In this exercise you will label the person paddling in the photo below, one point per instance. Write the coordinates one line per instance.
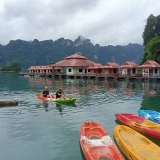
(60, 94)
(46, 93)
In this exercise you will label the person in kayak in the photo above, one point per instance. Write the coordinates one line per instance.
(46, 93)
(60, 94)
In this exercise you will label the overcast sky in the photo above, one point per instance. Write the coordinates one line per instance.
(104, 22)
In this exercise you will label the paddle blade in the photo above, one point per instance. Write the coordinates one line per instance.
(38, 94)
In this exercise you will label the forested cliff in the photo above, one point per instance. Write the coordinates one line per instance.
(151, 39)
(35, 52)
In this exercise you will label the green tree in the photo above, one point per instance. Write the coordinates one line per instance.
(151, 36)
(149, 31)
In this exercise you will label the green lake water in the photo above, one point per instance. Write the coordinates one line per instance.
(36, 130)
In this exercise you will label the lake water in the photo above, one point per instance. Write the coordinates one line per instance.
(48, 131)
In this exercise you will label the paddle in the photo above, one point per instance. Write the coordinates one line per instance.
(38, 94)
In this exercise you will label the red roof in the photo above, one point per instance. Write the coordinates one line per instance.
(150, 64)
(74, 60)
(111, 65)
(39, 67)
(129, 65)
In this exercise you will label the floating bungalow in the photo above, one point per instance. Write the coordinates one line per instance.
(78, 66)
(128, 69)
(150, 69)
(111, 69)
(41, 70)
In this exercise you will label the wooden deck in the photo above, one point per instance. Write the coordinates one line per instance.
(92, 76)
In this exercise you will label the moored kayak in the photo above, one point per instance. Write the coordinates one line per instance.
(151, 115)
(96, 144)
(140, 124)
(56, 100)
(134, 145)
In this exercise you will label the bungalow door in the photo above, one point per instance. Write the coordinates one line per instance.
(128, 72)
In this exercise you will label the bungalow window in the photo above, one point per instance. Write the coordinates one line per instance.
(114, 70)
(133, 70)
(155, 70)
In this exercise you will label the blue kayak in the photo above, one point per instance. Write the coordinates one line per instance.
(150, 115)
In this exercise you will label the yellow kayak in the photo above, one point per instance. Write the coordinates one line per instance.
(134, 145)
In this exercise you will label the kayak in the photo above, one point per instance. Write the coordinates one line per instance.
(134, 145)
(140, 124)
(96, 144)
(151, 115)
(56, 100)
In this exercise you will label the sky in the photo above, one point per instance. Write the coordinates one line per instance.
(104, 22)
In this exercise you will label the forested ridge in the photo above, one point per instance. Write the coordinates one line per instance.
(151, 39)
(31, 53)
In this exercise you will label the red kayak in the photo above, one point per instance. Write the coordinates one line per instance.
(140, 124)
(97, 144)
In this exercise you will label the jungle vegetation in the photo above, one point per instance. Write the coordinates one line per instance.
(151, 39)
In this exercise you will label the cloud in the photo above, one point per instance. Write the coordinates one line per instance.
(106, 22)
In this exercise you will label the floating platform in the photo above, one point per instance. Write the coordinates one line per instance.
(7, 103)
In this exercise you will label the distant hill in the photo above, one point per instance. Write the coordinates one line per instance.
(35, 52)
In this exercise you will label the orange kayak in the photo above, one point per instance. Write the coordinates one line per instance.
(97, 144)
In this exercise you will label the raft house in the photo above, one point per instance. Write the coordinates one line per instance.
(78, 66)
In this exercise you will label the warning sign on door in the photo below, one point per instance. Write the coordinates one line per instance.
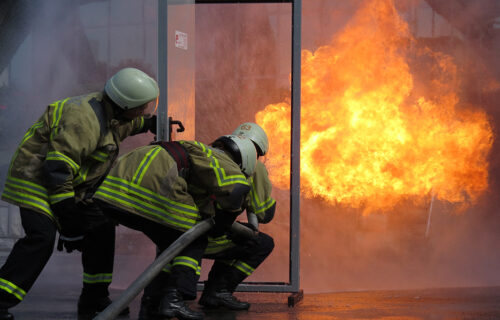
(181, 40)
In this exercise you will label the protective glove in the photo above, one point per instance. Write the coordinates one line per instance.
(242, 235)
(72, 225)
(150, 124)
(223, 221)
(70, 244)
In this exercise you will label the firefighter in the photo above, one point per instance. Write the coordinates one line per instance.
(236, 257)
(163, 190)
(57, 167)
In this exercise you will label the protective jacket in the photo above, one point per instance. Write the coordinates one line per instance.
(66, 152)
(148, 182)
(259, 200)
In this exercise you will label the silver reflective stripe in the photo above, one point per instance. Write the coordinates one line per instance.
(12, 289)
(97, 278)
(187, 262)
(243, 267)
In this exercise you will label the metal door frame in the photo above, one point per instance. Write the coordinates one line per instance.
(163, 132)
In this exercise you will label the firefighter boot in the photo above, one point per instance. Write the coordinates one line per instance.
(219, 293)
(91, 306)
(173, 305)
(149, 308)
(6, 315)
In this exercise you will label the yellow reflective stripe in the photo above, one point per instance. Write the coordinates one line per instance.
(27, 186)
(220, 173)
(142, 123)
(82, 175)
(58, 156)
(56, 117)
(31, 131)
(97, 278)
(218, 244)
(145, 208)
(243, 267)
(27, 200)
(12, 289)
(129, 187)
(186, 261)
(260, 206)
(168, 268)
(100, 156)
(55, 198)
(144, 165)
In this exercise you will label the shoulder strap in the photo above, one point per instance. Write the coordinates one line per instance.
(178, 153)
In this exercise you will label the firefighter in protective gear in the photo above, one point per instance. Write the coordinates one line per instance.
(237, 258)
(53, 174)
(163, 190)
(255, 133)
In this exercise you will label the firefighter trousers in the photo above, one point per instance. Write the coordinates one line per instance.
(184, 268)
(232, 265)
(31, 253)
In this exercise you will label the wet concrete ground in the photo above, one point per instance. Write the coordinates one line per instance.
(55, 295)
(450, 303)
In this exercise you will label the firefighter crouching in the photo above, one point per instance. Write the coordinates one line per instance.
(58, 165)
(164, 189)
(235, 257)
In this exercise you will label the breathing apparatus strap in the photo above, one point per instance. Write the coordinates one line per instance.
(179, 154)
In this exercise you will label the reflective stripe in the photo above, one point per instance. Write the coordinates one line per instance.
(144, 165)
(187, 262)
(168, 268)
(142, 123)
(82, 175)
(56, 116)
(146, 208)
(27, 186)
(218, 244)
(139, 191)
(243, 267)
(31, 131)
(100, 156)
(58, 156)
(55, 198)
(27, 200)
(97, 278)
(260, 206)
(12, 289)
(220, 173)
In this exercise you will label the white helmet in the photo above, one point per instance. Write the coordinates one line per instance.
(130, 88)
(255, 133)
(242, 150)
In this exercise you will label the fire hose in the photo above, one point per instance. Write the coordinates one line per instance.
(112, 311)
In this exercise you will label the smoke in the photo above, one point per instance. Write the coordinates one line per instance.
(342, 249)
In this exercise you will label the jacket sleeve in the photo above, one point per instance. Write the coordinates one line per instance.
(219, 176)
(259, 200)
(74, 135)
(133, 127)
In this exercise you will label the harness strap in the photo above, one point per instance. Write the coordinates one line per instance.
(179, 154)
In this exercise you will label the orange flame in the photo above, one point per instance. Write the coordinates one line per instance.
(371, 134)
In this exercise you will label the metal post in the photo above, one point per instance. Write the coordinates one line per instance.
(295, 146)
(162, 120)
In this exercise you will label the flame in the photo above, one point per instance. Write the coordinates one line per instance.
(373, 133)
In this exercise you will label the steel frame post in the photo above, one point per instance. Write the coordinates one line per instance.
(294, 275)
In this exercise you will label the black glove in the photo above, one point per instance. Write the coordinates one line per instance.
(243, 232)
(70, 244)
(72, 224)
(223, 221)
(150, 124)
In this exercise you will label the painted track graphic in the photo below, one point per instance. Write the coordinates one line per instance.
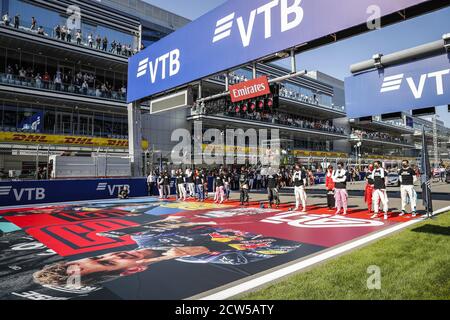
(154, 249)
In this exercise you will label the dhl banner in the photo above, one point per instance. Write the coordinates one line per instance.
(46, 139)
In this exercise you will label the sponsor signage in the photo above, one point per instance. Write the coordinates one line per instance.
(418, 84)
(49, 139)
(29, 192)
(239, 32)
(250, 89)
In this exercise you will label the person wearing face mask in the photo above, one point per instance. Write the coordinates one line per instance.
(340, 178)
(244, 186)
(368, 192)
(379, 195)
(299, 180)
(329, 184)
(407, 178)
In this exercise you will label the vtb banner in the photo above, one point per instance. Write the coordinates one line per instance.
(242, 31)
(418, 84)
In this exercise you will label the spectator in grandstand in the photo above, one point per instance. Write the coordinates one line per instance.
(6, 19)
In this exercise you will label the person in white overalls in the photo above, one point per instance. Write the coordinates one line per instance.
(379, 194)
(407, 178)
(299, 177)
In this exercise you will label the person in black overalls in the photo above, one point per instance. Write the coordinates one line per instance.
(272, 188)
(244, 186)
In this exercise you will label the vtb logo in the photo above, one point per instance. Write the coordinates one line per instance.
(394, 83)
(103, 186)
(291, 17)
(23, 193)
(167, 64)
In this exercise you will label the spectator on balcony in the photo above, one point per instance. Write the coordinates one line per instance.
(91, 40)
(98, 42)
(113, 46)
(9, 73)
(57, 31)
(63, 33)
(17, 21)
(79, 37)
(123, 91)
(38, 81)
(84, 87)
(46, 80)
(58, 81)
(69, 35)
(33, 23)
(22, 74)
(6, 19)
(105, 44)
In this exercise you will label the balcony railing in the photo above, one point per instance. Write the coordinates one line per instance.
(381, 138)
(48, 32)
(274, 119)
(49, 85)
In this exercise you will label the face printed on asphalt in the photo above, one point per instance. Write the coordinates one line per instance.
(112, 262)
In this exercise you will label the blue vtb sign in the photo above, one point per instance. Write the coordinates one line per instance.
(242, 31)
(418, 84)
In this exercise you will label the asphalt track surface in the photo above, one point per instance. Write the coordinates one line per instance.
(149, 248)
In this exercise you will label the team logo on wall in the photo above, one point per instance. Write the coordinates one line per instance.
(320, 221)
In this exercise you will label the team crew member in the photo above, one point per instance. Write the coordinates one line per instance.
(226, 184)
(160, 182)
(329, 185)
(299, 180)
(166, 184)
(220, 194)
(244, 186)
(199, 185)
(190, 182)
(340, 177)
(272, 188)
(368, 193)
(407, 178)
(379, 194)
(180, 185)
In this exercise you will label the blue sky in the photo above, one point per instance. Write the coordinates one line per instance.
(335, 59)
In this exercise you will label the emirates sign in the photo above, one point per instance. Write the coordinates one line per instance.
(250, 89)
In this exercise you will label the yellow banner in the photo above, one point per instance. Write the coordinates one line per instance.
(45, 139)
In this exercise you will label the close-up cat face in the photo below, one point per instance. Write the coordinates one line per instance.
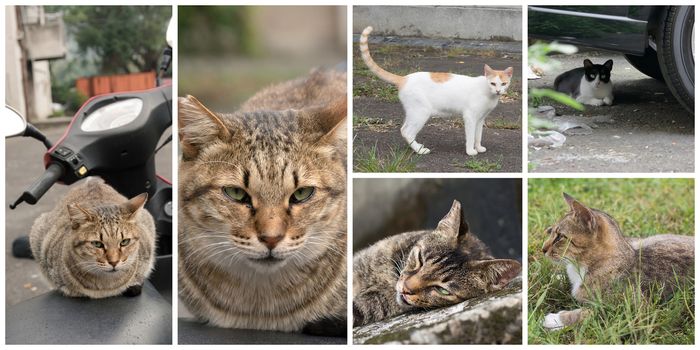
(105, 238)
(597, 73)
(266, 188)
(499, 80)
(439, 272)
(578, 234)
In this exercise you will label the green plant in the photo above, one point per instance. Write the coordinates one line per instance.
(622, 316)
(396, 160)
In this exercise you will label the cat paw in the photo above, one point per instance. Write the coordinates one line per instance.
(132, 291)
(552, 322)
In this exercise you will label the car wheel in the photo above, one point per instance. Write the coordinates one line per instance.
(647, 64)
(676, 53)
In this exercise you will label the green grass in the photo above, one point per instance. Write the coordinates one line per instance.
(396, 160)
(480, 165)
(643, 207)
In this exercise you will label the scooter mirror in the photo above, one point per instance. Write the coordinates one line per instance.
(170, 33)
(13, 124)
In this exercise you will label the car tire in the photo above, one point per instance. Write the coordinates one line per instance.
(674, 50)
(647, 64)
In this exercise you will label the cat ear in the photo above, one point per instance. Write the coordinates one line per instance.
(608, 64)
(509, 72)
(78, 215)
(134, 204)
(198, 126)
(497, 272)
(581, 212)
(328, 121)
(454, 224)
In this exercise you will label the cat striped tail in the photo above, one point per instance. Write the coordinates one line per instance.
(373, 66)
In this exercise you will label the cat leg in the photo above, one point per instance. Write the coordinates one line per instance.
(470, 132)
(414, 122)
(555, 322)
(477, 136)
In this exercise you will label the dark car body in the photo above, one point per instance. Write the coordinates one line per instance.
(616, 28)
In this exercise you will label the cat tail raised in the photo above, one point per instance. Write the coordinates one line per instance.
(373, 66)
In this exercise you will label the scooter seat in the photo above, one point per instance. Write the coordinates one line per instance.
(52, 318)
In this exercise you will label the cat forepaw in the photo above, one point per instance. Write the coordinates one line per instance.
(552, 322)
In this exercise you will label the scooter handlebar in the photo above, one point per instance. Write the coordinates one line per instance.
(32, 194)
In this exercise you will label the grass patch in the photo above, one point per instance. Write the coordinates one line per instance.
(481, 165)
(395, 160)
(643, 207)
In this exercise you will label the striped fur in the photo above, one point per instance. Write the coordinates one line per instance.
(62, 241)
(403, 272)
(288, 136)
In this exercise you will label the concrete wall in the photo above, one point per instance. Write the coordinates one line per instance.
(14, 89)
(464, 22)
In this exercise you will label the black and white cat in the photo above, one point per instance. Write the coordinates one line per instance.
(589, 84)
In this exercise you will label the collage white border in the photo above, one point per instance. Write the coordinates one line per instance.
(524, 175)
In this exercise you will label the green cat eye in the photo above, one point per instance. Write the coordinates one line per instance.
(443, 291)
(237, 194)
(301, 195)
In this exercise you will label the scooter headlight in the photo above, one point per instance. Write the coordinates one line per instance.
(113, 115)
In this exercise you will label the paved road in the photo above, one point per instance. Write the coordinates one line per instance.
(651, 133)
(23, 279)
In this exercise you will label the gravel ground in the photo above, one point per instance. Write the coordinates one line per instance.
(651, 130)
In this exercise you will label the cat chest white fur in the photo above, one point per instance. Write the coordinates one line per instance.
(576, 275)
(588, 88)
(457, 94)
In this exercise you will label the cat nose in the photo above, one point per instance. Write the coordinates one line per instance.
(270, 241)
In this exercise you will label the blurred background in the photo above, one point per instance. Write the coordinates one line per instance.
(493, 208)
(228, 53)
(56, 57)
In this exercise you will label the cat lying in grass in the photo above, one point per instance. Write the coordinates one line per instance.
(425, 94)
(597, 255)
(443, 267)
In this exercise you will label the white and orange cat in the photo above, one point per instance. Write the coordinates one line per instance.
(424, 94)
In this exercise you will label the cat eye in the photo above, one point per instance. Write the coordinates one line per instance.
(237, 194)
(301, 195)
(442, 291)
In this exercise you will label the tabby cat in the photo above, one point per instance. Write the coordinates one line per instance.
(443, 267)
(262, 230)
(596, 254)
(95, 243)
(424, 94)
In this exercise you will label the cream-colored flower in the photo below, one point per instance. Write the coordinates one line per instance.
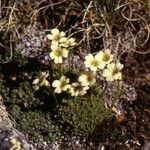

#### WHAT TO PRODUCE:
Pull out each line of the records above that contains the word "concrete", and list those lines.

#### WRITTEN SOLUTION:
In this exercise you will label the wet concrete ground in the photo above, one point per instance. Write the coordinates one line per instance.
In this exercise you will label the concrete wall in the photo above, one point per instance. Write the coordinates one line per instance.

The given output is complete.